Source extract
....

Clinical validation of an immunoaffinity LC-MS/MS assay for the quantification of a collagen type II neoepitope peptide: A biomarker of matrix metalloproteinase activity and osteoarthritis in human urine.

The degradation of type II collagen has been associated with the pathology of osteoarthritis (OA). Matrix metalloproteinases (MMPs) are enzymes that are responsible for catalyzing the degradation of collagen and, therefore, are pursued as potential targets for the treatment of OA. Collagen-derived peptides identified as a reflection of in vivo MMP activity have been investigated as target biomarkers of MMP activity as well as potential biomarkers of OA disease state and/or progression. An immunoaffinity liquid chromatography-tandem mass spectrometry (LC-MS/MS) assay developed for the quantification of the most abundant urinary type II collagen neoepitope (uTIINE) peptide, a 45-mer with 5 HO-proline residues resulting from MMP-13-catalyzed degradation, was validated for clinical use. Validation experiments were designed with attention to specific challenges related to quantification of endogenous analytes. The validated method is sensitive, selective, accurate (<15% relative error) and precise (<15% coefficient of variation) over a linear range of 0.156-7.50 ng/ml. Sample stability and inter- and intrasubject variability were evaluated in the urine of normal and OA populations. The method was applied to analyze human urine samples from clinical studies investigating the utility of uTIINE as a potential biomarker for OA.

....

Task requirements
1. Please rewrite the paragraph of the abstract that begins "The degradation of type II collagen" as a short bulleted list that keeps its main facts.
2. According to the abstract, over what linear range is the validated method accurate and precise?
3. Decide whether each statement agrees with the abstract. Answer yes or no, and quote the deciding words.
(a) The uTIINE peptide results from MMP-13-catalyzed degradation.
(b) The method's relative error is below 10%.
(c) Sample stability was evaluated only in the urine of OA patients.

....

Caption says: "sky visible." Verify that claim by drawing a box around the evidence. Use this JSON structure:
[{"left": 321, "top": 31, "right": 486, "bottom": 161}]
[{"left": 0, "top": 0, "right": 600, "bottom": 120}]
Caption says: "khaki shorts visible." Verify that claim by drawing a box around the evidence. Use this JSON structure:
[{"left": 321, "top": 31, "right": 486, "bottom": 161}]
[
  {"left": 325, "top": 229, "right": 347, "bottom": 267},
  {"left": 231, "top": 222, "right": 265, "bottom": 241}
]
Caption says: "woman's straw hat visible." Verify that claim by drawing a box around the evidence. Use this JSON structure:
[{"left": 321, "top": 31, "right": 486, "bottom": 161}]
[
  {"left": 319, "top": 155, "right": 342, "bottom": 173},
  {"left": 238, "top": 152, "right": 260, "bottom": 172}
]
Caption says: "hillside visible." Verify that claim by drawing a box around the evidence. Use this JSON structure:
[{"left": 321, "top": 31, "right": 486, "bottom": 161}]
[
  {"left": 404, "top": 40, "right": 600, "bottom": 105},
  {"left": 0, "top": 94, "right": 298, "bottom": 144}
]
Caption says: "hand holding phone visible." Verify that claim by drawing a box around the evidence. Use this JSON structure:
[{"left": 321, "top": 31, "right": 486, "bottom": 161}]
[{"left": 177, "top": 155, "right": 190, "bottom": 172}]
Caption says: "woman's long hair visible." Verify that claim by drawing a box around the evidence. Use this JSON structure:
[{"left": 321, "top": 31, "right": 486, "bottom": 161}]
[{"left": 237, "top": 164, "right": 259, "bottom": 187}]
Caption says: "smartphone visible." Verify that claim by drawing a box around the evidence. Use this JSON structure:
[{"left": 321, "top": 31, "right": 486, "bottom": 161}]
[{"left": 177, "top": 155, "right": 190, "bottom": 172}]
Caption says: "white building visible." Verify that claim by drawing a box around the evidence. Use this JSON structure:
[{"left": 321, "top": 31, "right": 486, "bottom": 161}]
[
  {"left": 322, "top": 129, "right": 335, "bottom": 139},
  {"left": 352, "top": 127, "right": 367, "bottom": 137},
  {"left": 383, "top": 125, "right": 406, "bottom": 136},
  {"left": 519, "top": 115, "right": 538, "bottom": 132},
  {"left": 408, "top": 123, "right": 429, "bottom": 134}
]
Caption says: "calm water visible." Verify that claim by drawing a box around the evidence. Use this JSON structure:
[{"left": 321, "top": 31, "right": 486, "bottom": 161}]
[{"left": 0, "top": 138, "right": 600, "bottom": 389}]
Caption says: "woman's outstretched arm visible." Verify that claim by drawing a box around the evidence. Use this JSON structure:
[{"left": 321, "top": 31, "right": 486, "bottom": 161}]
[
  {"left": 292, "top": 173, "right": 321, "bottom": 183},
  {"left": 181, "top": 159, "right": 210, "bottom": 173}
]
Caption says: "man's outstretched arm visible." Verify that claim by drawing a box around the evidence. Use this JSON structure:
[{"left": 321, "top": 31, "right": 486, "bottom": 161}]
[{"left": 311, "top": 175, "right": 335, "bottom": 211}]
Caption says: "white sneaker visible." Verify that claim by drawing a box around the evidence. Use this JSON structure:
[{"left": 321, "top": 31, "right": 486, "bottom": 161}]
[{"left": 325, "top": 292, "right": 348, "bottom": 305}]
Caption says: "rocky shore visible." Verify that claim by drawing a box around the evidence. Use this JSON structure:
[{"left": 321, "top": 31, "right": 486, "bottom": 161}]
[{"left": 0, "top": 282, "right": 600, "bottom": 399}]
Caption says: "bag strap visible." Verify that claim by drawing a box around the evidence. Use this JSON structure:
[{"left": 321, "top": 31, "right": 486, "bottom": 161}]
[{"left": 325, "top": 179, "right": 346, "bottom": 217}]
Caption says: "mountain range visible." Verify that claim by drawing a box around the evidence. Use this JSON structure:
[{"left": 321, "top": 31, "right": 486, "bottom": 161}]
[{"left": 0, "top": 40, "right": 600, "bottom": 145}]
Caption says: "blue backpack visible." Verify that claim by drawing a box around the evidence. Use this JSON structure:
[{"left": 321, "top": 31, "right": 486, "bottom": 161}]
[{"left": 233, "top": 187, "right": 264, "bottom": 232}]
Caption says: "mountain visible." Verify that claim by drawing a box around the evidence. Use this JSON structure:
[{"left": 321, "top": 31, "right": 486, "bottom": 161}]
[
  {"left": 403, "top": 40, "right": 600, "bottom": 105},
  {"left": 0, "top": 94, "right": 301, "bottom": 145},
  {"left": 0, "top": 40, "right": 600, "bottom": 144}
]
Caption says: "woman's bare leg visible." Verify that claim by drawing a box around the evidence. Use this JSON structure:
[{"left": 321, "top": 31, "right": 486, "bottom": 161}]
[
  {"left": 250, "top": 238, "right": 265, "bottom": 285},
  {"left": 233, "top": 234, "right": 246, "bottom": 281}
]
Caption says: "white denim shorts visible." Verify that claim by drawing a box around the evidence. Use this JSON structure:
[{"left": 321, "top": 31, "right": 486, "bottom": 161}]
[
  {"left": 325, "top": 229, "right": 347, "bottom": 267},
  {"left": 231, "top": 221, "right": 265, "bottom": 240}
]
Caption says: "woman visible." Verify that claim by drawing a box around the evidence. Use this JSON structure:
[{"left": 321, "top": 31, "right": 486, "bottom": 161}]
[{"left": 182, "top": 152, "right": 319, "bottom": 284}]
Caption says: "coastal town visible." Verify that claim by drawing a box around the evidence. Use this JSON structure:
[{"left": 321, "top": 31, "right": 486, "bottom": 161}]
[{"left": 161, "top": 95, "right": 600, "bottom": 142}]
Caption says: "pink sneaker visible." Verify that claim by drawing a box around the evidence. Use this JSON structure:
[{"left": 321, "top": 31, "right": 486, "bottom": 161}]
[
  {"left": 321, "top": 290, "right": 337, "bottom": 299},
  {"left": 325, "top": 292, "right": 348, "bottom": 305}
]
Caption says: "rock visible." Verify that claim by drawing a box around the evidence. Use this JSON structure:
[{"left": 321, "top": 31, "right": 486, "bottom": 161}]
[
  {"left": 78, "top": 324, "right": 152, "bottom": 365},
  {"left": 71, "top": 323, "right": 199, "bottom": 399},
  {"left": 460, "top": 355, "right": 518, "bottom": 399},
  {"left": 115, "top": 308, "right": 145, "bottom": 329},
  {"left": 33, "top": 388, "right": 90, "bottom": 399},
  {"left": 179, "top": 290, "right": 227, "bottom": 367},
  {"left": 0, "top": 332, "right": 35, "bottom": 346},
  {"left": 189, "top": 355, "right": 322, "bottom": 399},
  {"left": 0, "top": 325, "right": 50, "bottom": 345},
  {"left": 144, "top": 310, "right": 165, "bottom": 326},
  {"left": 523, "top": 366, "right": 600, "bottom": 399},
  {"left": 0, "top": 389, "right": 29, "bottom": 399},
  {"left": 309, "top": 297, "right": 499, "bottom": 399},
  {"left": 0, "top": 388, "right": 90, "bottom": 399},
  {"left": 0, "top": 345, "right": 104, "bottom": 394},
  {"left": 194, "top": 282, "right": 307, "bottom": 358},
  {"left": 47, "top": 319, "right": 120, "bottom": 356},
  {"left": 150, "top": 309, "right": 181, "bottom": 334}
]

....

Expected results
1.
- Type II collagen degradation has been linked to osteoarthritis (OA).
- Matrix metalloproteinases (MMPs) catalyze collagen degradation, so they are pursued as potential OA treatment targets.
- Collagen-derived peptides that reflect in vivo MMP activity have been studied as biomarkers of MMP activity and of OA state and/or progression.
- An immunoaffinity LC-MS/MS assay for the most abundant urinary type II collagen neoepitope (uTIINE) peptide was validated for clinical use. This peptide is a 45-mer with 5 HO-proline residues that results from MMP-13-catalyzed degradation.
- Validation addressed the specific challenges of quantifying endogenous analytes.
- The method is sensitive and selective. It is accurate (<15% relative error) and precise (<15% coefficient of variation) over a linear range of 0.156-7.50 ng/ml.
- Sample stability and inter- and intrasubject variability were evaluated in urine from normal and OA populations.
- The method was applied to human urine samples from clinical studies of uTIINE as a potential OA biomarker.

2. 0.156-7.50 ng/ml

3.
(a) Yes: "a 45-mer with 5 HO-proline residues resulting from MMP-13-catalyzed degradation"
(b) No: "accurate (<15% relative error)"
(c) No: "evaluated in the urine of normal and OA populations"